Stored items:
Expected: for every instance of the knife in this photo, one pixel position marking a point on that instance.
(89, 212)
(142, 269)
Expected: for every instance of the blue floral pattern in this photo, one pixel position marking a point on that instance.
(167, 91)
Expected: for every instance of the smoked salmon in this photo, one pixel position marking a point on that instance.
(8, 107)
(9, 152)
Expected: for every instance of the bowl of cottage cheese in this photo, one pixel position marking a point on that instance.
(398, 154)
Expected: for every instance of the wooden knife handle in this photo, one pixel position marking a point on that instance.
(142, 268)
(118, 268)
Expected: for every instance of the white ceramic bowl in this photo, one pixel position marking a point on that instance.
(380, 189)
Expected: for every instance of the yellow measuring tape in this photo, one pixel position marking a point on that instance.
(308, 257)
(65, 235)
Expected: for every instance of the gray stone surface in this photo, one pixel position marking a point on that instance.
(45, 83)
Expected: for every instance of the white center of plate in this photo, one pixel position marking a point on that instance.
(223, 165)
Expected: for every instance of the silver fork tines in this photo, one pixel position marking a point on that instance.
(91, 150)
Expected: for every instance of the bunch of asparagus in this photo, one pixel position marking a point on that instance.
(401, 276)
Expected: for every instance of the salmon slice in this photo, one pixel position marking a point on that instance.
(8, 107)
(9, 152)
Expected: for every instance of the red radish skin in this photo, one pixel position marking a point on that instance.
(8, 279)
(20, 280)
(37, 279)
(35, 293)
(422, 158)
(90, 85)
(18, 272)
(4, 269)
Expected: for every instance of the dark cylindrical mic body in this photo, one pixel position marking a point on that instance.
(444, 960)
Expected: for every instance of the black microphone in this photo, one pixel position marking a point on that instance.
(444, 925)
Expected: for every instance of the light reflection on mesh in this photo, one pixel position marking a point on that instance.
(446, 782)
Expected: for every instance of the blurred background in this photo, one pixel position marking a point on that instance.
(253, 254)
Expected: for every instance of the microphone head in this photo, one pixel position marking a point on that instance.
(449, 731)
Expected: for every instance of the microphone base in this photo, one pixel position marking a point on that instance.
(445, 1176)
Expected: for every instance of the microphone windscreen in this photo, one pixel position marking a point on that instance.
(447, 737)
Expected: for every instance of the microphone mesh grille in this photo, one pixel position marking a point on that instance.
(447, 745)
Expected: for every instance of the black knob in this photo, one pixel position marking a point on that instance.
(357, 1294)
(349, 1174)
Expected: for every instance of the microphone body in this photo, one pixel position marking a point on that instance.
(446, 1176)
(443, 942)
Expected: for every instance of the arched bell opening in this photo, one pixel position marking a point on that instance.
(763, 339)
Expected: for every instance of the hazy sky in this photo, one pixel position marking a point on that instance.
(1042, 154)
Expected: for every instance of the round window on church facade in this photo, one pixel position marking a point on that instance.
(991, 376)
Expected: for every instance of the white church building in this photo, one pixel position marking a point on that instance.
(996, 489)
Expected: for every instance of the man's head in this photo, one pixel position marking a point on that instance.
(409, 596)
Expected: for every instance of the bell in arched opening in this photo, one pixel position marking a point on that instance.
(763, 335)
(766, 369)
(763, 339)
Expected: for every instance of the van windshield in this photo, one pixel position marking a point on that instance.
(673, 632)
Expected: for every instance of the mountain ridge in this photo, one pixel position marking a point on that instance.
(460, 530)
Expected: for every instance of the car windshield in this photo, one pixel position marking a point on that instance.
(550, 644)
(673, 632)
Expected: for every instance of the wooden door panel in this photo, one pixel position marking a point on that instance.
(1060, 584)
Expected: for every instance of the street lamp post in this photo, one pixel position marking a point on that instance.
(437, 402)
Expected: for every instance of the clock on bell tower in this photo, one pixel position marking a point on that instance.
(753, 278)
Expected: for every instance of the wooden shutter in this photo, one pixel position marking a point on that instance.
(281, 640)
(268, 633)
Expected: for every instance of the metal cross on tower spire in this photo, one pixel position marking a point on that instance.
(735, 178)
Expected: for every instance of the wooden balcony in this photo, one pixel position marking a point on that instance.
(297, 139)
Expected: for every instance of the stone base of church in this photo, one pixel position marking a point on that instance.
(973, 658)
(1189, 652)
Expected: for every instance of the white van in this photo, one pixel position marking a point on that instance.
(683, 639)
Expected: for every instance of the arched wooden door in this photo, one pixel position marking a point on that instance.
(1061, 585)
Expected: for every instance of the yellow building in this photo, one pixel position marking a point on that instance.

WHAT THE TASK ASKS: Reproduce the items from the line containing "Expected: for every instance of the stone" through the end of the items, swapping "white van" for "silver car" and leaving everything else unchanged.

TASK SOLUTION:
Expected: for every instance of the stone base of church in this photo, one pixel position marking a point on that instance.
(973, 658)
(1189, 652)
Expected: for every instance of the silver car in this photo, one pixel position marking a point on that instance.
(683, 639)
Expected: for every instance of the arched wooden door in this photo, one pixel position marking a point on that instance.
(1061, 585)
Expected: for every instance of the yellow building in this photo, one pixel position marking a point on that instance.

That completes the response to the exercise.